Complete the following.
(a) Translate this sentence from the text about the 1913 land slump into Spanish: "The West was no longer empty of farmers."
(b) Answer these questions from the text about the 1913 land slump:
(i) By 1913, what percentage of all prairie immigrants were heading to the cities instead of the farms?
(ii) Compared with what was planned, how much was the National Transcontinental costing to build?
(iii) How large was the debt that the two partners had to forgive, which the company owed them personally?
(c) Print the part of the text about the 1913 land slump starting with "Mackenzie and Mann" and going on through "for outside interests.".

Article.
(begin)
Land booms always collapse when prices become inflated, but there was more than that behind the slump of 1913. Though few faced up to it, this was the end of an era – an era of free land, wide-open settlement, easy money. The period of swift expansion was over because most of the free land was gone. The West was no longer empty of farmers. By 1913, 65 per cent of all prairie immigrants weren’t going to the farms at all but to the burgeoning cities. In 1912, a special report had warned the government that its immigration policy must change: money should now be moved into the scientific development of the land.

With the European powers at each other’s throats and the threat of war increasing, the international market for wheat was contracting. And, in spite of all the railway expansion, freight rates remained high because the railways were in trouble. They had helped produce the boom; now they contributed to its death. British investors could no longer be expected to carry the enormous burden of government and railway debt that was crushing the country. Building the federally owned National Transcontinental was costing twice as much as contemplated. The Grand Trunk Pacific was foundering on the cost of the mountain section. The Canadian Northern was in worse shape.

Mackenzie and Mann had got millions in provincial guarantees by promising to cover the West with a network of branch lines. Now, in order to pay for the mountain and eastern sections, they were forced to
abandon construction of further feeders. Once again, the West saw itself sacrificed for outside interests.

The provinces were in no position to meet their guarantees. Saskatchewan had made an enormous commitment to the Canadian Northern. If the railway could not meet its interest payments, the province would have to. But that sum was equal to half its annual budget. Mackenzie, looking haggard, worn out and twenty years older in the description of Lauder’s Conservative successor, struggled to keep the tottering railway alive. The Prime Minister drove a hard bargain. The two partners were forced to forgive a $20-million debt owed them personally by the company and, in return for a new federal guarantee, to give up to the government another $40 million in stock. The final blow came when war was declared in Europe. Guarantees or no guarantees, Canadian Northern bonds were no longer marketable in London. The Canadian government still flinched from nationalizing the railway, but that, too, was inevitable. Apart from Russia, Germany, and the United States, Canada now had more miles of steel than any country in the world. It could not afford three transcontinental roads. Like the dream cities, the dream lines collapsed. The Canadian Northern became a government railway, like the National Transcontinental. The Grand Trunk Pacific slipped into bankruptcy and, with its parent, was eventually taken over. Thus was formed the Canadian National Railways System, which for the next half century would be saddled with a burden of debt produced by the boosterism of that first turbulent decade.
(end)
Provided information.
(begin)
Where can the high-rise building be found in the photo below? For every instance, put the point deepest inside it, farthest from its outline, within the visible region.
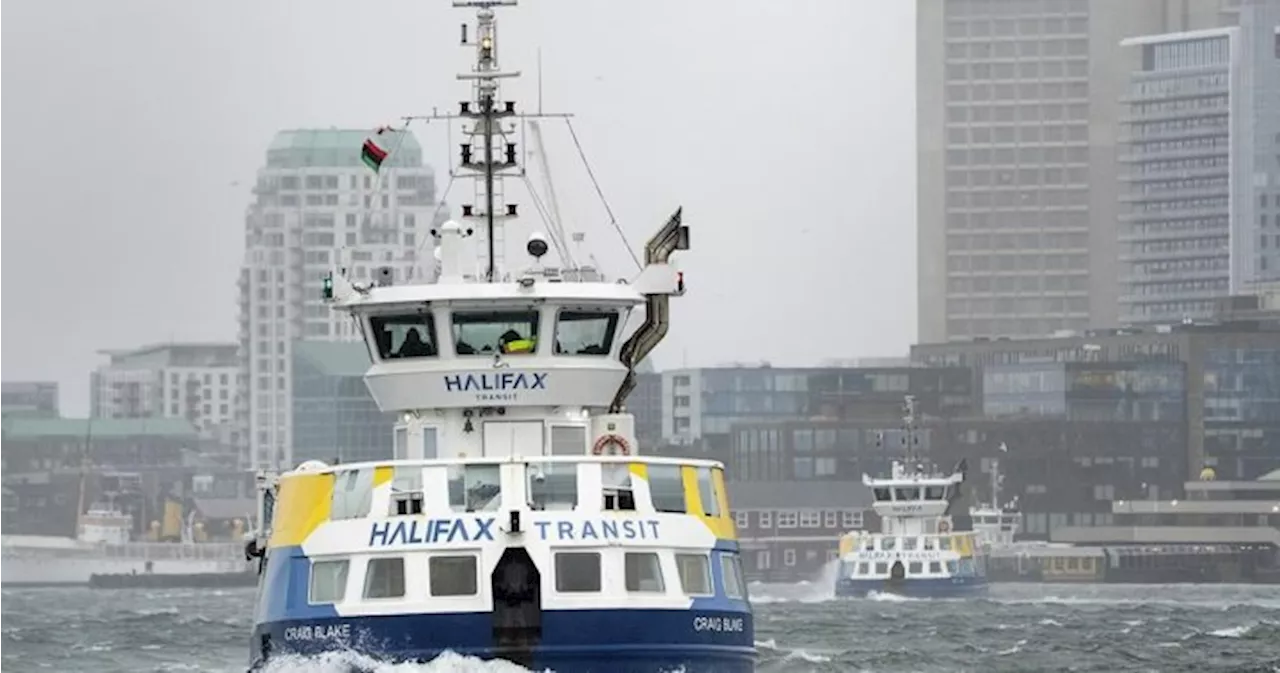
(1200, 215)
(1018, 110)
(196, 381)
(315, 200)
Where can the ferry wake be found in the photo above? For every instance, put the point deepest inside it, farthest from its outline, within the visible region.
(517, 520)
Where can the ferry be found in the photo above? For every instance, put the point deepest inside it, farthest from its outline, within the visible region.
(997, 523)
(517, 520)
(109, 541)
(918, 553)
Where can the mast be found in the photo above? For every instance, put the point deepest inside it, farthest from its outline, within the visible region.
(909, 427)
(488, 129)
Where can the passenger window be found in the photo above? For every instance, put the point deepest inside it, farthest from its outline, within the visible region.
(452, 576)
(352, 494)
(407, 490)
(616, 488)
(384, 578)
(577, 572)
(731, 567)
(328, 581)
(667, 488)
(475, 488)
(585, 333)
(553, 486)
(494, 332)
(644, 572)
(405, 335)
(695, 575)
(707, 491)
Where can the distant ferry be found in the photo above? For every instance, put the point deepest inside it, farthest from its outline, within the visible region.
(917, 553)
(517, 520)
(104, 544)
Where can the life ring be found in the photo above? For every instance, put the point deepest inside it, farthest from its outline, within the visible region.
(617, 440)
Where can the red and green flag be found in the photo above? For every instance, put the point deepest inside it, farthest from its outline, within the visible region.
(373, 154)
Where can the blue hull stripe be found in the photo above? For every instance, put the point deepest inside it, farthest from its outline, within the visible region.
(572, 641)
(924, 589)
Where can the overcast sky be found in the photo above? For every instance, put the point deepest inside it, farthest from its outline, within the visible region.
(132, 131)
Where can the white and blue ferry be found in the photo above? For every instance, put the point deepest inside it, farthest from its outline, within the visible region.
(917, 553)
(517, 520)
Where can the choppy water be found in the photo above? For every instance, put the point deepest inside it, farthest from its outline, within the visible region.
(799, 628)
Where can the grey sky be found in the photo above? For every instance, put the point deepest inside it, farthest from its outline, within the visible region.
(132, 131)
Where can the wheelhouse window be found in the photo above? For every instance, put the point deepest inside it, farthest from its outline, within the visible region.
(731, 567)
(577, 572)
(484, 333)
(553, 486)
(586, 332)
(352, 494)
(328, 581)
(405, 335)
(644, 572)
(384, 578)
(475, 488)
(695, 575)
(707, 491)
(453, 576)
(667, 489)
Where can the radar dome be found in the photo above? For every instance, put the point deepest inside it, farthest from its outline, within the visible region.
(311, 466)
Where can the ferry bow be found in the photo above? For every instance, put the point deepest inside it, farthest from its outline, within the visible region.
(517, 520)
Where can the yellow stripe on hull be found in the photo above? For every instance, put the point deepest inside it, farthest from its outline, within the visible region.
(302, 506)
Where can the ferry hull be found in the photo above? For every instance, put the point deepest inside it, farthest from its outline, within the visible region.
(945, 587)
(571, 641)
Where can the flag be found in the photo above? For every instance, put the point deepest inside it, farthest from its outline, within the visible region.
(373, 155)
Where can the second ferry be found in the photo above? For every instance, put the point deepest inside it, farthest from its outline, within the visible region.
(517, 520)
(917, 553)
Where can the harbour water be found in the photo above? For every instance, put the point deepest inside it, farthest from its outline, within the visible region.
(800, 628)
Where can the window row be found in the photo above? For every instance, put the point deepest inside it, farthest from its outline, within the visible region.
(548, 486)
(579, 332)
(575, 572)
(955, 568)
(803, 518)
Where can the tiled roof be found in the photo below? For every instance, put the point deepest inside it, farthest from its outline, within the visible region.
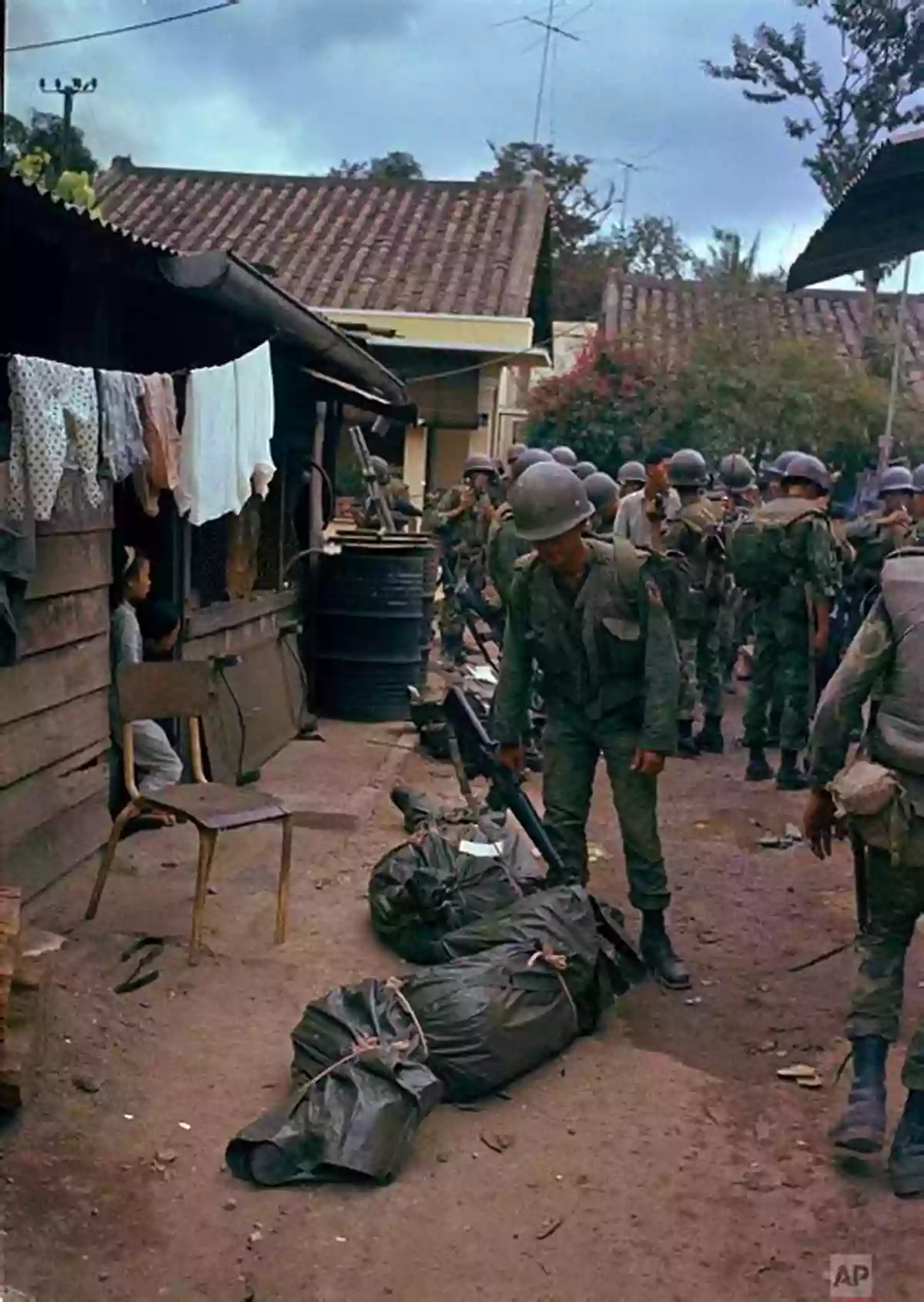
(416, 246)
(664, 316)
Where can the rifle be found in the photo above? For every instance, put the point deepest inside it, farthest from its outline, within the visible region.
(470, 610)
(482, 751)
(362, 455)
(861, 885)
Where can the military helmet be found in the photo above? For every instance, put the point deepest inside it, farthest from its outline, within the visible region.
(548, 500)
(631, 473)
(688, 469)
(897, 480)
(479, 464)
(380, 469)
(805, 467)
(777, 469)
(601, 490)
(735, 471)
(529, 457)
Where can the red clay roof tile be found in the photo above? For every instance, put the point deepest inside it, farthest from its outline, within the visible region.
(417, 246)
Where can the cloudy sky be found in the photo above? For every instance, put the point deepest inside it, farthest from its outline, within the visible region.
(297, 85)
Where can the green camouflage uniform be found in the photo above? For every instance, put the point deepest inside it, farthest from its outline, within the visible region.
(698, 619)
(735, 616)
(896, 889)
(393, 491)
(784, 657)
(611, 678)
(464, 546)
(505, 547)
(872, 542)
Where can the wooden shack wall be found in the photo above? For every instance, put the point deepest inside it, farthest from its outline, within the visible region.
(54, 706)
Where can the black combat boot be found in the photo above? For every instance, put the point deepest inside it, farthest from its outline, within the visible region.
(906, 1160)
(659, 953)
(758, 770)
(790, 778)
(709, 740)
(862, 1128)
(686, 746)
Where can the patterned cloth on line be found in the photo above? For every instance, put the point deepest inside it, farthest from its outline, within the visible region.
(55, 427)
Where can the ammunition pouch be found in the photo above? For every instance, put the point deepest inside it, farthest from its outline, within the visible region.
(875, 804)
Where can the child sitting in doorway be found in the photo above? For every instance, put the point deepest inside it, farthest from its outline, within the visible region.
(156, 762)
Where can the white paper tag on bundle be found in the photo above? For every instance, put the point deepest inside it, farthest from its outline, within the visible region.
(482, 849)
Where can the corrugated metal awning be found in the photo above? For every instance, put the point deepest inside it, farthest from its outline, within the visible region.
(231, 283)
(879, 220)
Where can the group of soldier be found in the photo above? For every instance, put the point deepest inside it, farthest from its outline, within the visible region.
(end)
Answers for the tasks.
(a) El Oeste ya no estaba vacío de granjeros.

(b)
(i) 65 percent
(ii) Twice as much as planned
(iii) $20 million

(c)
Mackenzie and Mann had got millions in provincial guarantees by promising to cover the West with a network of branch lines. Now, in order to pay for the mountain and eastern sections, they were forced to
abandon construction of further feeders. Once again, the West saw itself sacrificed for outside interests.